> [Brief] Repeat each entry as written, dropping any picture you find.

> [Dataset rows]

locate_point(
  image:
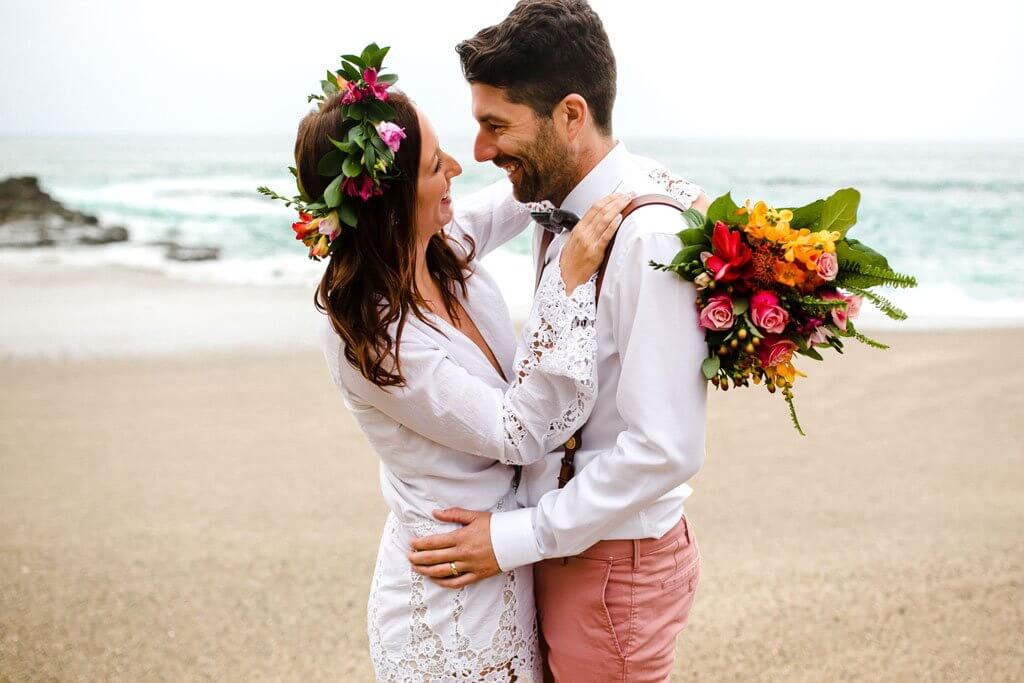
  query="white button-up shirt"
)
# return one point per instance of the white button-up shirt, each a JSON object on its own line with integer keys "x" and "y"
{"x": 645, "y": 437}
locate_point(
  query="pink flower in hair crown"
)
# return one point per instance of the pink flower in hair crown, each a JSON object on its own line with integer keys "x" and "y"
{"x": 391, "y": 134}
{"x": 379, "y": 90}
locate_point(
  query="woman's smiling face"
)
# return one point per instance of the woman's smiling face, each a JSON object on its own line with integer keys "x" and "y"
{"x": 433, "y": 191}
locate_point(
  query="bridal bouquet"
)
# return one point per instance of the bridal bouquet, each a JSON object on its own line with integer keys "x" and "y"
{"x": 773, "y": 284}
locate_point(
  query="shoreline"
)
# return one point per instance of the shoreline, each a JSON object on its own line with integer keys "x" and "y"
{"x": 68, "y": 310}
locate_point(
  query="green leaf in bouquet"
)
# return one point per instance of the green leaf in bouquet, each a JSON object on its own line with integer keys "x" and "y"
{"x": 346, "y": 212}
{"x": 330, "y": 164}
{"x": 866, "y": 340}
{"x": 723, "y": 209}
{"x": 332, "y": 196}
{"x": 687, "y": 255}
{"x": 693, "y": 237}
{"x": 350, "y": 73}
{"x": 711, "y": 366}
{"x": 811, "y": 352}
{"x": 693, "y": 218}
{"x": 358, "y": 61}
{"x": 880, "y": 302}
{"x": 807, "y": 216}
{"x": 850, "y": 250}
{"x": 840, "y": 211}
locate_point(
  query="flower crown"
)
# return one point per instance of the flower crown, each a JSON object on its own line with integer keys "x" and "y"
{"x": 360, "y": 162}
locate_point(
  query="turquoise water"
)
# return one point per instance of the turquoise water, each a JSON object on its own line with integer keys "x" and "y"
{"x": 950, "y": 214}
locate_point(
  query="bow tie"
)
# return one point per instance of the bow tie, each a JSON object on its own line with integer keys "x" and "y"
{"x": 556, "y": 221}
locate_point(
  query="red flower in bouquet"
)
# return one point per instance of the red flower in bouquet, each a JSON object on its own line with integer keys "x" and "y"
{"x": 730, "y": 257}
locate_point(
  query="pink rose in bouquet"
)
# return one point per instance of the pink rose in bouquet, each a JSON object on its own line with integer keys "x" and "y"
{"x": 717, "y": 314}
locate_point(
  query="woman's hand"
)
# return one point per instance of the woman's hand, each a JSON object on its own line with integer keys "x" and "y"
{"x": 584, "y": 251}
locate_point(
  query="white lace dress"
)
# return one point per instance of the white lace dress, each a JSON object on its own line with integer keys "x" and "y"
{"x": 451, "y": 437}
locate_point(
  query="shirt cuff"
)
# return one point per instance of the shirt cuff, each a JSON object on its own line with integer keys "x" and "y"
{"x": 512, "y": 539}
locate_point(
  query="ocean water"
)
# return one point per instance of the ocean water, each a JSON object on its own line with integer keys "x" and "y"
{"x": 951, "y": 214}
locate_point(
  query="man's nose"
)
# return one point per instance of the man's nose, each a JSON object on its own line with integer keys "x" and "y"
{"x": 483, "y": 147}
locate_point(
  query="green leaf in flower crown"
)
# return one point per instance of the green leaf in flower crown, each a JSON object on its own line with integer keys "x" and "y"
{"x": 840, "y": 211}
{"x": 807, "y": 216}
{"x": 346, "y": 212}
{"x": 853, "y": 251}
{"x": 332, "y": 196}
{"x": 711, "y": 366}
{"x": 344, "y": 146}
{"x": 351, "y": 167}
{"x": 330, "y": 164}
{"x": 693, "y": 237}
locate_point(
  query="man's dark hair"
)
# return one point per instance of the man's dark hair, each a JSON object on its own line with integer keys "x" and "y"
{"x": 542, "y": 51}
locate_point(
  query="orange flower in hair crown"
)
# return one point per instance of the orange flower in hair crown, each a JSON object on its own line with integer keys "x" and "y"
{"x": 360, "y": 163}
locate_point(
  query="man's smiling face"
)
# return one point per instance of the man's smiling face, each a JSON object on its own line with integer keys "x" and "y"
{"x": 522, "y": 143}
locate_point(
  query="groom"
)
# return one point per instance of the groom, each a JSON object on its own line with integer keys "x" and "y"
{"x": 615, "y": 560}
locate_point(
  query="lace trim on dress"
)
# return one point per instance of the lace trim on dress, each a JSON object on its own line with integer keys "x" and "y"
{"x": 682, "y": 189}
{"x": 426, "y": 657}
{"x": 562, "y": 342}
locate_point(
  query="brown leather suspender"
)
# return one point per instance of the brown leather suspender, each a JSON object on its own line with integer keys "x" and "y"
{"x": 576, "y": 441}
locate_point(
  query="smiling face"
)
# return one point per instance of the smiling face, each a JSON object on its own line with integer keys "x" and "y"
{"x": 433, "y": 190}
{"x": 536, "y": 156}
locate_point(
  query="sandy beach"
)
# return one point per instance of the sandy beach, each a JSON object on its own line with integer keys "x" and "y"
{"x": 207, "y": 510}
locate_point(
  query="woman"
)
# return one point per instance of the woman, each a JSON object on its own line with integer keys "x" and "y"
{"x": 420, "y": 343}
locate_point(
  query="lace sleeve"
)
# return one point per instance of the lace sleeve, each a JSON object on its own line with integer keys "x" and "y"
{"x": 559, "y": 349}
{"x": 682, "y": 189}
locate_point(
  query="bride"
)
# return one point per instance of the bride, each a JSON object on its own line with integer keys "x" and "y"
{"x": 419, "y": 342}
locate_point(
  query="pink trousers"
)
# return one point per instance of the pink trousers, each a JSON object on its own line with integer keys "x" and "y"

> [Worked answer]
locate_point(
  image:
  query="white button-up shirt"
)
# return one point per instance of the white button-up shirt, each a JSON object on its own line with integer keys "x" and "y"
{"x": 645, "y": 437}
locate_point(
  query="pink flower in hair crown"
)
# return one point per instance of the pink flower in hair crown, each a JSON object on its own line with integer keys "x" and "y"
{"x": 391, "y": 134}
{"x": 379, "y": 90}
locate_point(
  query="woman's smiling face"
)
# return one point per instance of the woman's smiling face, each a JSON object on its own line with integer keys "x" and "y"
{"x": 433, "y": 191}
locate_point(
  query="bridal bouquet"
)
# return one point per instance of the bridal bouquet, each a JSON object on its own line with integer keys "x" and "y"
{"x": 773, "y": 284}
locate_point(
  query="shoreline"
)
# return one point per instance of the shoreline, each a JSON object on its own line with integer keys "x" and "y"
{"x": 68, "y": 310}
locate_point(
  query="green leaf in bouquet"
)
# return one point per instance of the green leaf in bouquet, each a JSON object on its own line with integer keys "x" and "y"
{"x": 346, "y": 212}
{"x": 330, "y": 164}
{"x": 866, "y": 340}
{"x": 723, "y": 209}
{"x": 332, "y": 196}
{"x": 687, "y": 255}
{"x": 693, "y": 237}
{"x": 350, "y": 73}
{"x": 711, "y": 366}
{"x": 811, "y": 352}
{"x": 693, "y": 218}
{"x": 358, "y": 61}
{"x": 880, "y": 302}
{"x": 807, "y": 216}
{"x": 850, "y": 250}
{"x": 840, "y": 211}
locate_point(
  query="flower crown"
)
# return one point per instance of the flower crown, each a JSON object on its own line with integer keys "x" and "y"
{"x": 360, "y": 162}
locate_point(
  query="turquoise water"
)
# return one point per instance of the turquoise water, each a JSON object on its own line with integer keys "x" and "y"
{"x": 950, "y": 214}
locate_point(
  query="bow tie"
)
# return one point per instance of the bow tie, each a JSON object on its own line with integer keys "x" and "y"
{"x": 556, "y": 221}
locate_point(
  query="red flower in bouquet"
)
# return one point per instance of the red flower in bouquet, each a JSON object on its own line with integer keys "x" and "y"
{"x": 730, "y": 257}
locate_point(
  query="pink rose in bouquet"
)
# return one point per instance of the pink rose in bouquet, each a JSON object on its own line with integer keys "x" and "y"
{"x": 717, "y": 314}
locate_point(
  query="woman's hand"
)
# return one point per instance of the woman's hand, each a JSON object on its own line with integer keys "x" and "y"
{"x": 584, "y": 251}
locate_point(
  query="white lace dress"
)
# return one point per instance of the white lace dress, each a JSON object on its own line with integer keys "x" and "y"
{"x": 451, "y": 437}
locate_point(
  query="shirt cuff"
)
# return one point per instance of the shirt cuff, each a JSON object on its own line with integer keys "x" and "y"
{"x": 512, "y": 539}
locate_point(
  query="ocean water"
)
# return one point per instance of the ocean water, each a JSON object on its own line with integer keys "x" and "y"
{"x": 951, "y": 214}
locate_point(
  query="man's nose"
)
# return one point per instance of the man's nose, each a JSON object on its own line with integer keys "x" and "y"
{"x": 483, "y": 147}
locate_point(
  query="green leaf in flower crown"
)
# return one point per instance of the green leaf in flower crown, each a JSON object on its own line with integer keys "x" and "y"
{"x": 840, "y": 211}
{"x": 807, "y": 216}
{"x": 346, "y": 212}
{"x": 853, "y": 251}
{"x": 332, "y": 196}
{"x": 711, "y": 366}
{"x": 344, "y": 146}
{"x": 351, "y": 167}
{"x": 330, "y": 164}
{"x": 693, "y": 237}
locate_point(
  query="man's dark hair"
)
# return one point per instance of the man's dark hair, each a JSON object on its own line with integer keys "x" and "y"
{"x": 542, "y": 51}
locate_point(
  query="orange flower in hair crown"
)
# return one point per instance of the orange flower in hair crown, each a JSON object on its own line with integer keys "x" and "y"
{"x": 360, "y": 163}
locate_point(
  query="man's smiling face"
)
# return one point per instance of the man's smiling face, each a JSON object on its own line with integer keys "x" and "y"
{"x": 522, "y": 143}
locate_point(
  query="groom"
)
# return one point per instance of the groom, each a JSON object on its own line with integer keys "x" and "y"
{"x": 615, "y": 560}
locate_point(
  query="lace trim on dress"
)
# return one point per instance of the lace trim on dress, each a JSON object on its own line with integer keys "x" and "y"
{"x": 682, "y": 189}
{"x": 426, "y": 657}
{"x": 562, "y": 342}
locate_point(
  query="brown leather suspender"
)
# return one point per instance of the brown leather suspender, each a JSON object on its own line with integer keys "x" and "y"
{"x": 576, "y": 441}
locate_point(
  query="smiling face"
)
# return one point per instance of the smiling face, each a JSON object on its own line with integer keys "x" and "y"
{"x": 433, "y": 190}
{"x": 536, "y": 156}
locate_point(
  query="sandy beach"
)
# return one point per instance of the sandy beach, each a JSON object on its own line with integer keys "x" and "y"
{"x": 207, "y": 510}
locate_point(
  query="woman"
)
# return one point per instance of the woman, each a JSON object on its own line with integer keys "x" and "y"
{"x": 420, "y": 343}
locate_point(
  query="lace sleeve"
)
# return one point per instance of the lace sleeve, each a JSON object on its own line with integer keys "x" and "y"
{"x": 559, "y": 349}
{"x": 682, "y": 189}
locate_point(
  query="bride"
)
# return one point per instance of the bride, each a JSON object on its own line with integer keys "x" and "y"
{"x": 419, "y": 342}
locate_point(
  query="pink trousers"
)
# return one point per instance of the pink trousers, each a JSON object on its own line with integer keys "x" and "y"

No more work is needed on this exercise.